- Origin: Newcastle upon Tyne, England
- Genres: Industrial metal Industrial rock Noise rock Alternative rock
- Years active: 1989–1994 2005–2009
- Labels: Abstract Sounds Retribution Muza Muza Saturate
- Past members: Kevin Wilkinson Simon Malarkey Antony Bircham Simon Moore Tony O'Brien Chris Clark Drew Gallon Dave Craig Andy Cooper Rob Meek Steve Chahley Mark Lough Dave Francis
- Website: drill official site

= Drill (British band) =

English rock band

Drill are an English rock band from Newcastle upon Tyne. They were formed in early 1989 and released albums on the Abstract Sounds, Retribution Records and Muza Muza labels. After splitting in 1994 they reformed in 2005 releasing a new album in 2008. The Drill project was shelved late 2009.

Drill are notable for not using a drummer and for writing industrial rock music with time signature and tempo changes within each song and for writing songs that do not follow the typical verse, chorus, bridge etc. song structures.

== History ==

===1989 - 1994===
Kev Wilkinson and Tony O'Brien started Drill in 1989. Following the success of early demos and support slots with Bomb Disneyland (later to be known as Bomb Everything) and Ride the band recorded and released the album Skin Down in 1991 on Abstract Sounds. The album was well received by the music press, with Melody Maker describing it as "a musical white knuckle ride". The line-up at this time was:

Kev Wilkinson - vocals, Guitar, Programming

Tony O'Brien - Guitar

Simon Moore - Bass guitar

Davy Craig - Guitar, E-bow

To promote the album the band was booked to tour the UK with the band Pitchshifter, however on the eve of the tour, the tour bus was involved in a serious road crash during which the tour bus overturned injuring several members of the band. On 7 September 1991, Drill supported Nine Inch Nails on their second English gig at Newcastle Riverside.

> MATERIAL PROVIDED
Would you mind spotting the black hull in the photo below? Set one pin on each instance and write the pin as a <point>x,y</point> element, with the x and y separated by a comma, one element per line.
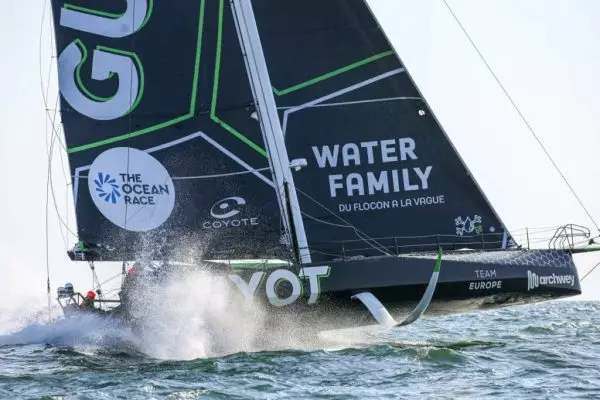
<point>468,281</point>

> WORK TO DO
1: Decide whether each statement agrees with the text on the band Drill. Answer yes or no, and quote the words of the text that settle it.
(a) Drill was formed in early 1989.
(b) Skin Down was released on Retribution Records.
(c) Drill performed with a drummer.
2: Using the text on the band Drill, answer these questions.
(a) In what year did Drill release a new album after reforming?
(b) Which publication called Skin Down "a musical white knuckle ride"?
(c) On what date did Drill support Nine Inch Nails?
3: Resume the text on the band Drill, starting after its last sentence.

> ANSWERS PROVIDED
1:
(a) Yes: "They were formed in early 1989"
(b) No: "released the album Skin Down in 1991 on Abstract Sounds"
(c) No: "Drill are notable for not using a drummer"

2:
(a) 2008
(b) Melody Maker
(c) 7 September 1991

3:
Davy Craig left the band due to lack of touring, and was replaced by Andy Cooper before the band recorded and released the album White Finger in 1992 again on Abstract Sounds. For one track on the album The sound of rock, they were joined by guest drummer Gary Binns and Chris McCormack from the band Forgodsake. Chris McCormack later went on to form 3 Colours Red.

The White Finger album saw the band use sampling and move towards a more electronic sound. Again favorably received, it was described by The Guardian as sounding like "Freddy Krueger stalking around Tyneside in a thick fog".

The band released the album Paroxysm on Retribution Records in 1993 and the live album Snuffed on Muza Muza in 1994. The line-up of the band for these albums was:

Kev Wilkinson - vocals, Guitar, Programming

Tony O'Brien - Guitar

Simon Moore - Bass guitar

Rob Meek - Samples

Steve Chahley - Samples/FX

In 1994 the band ceased.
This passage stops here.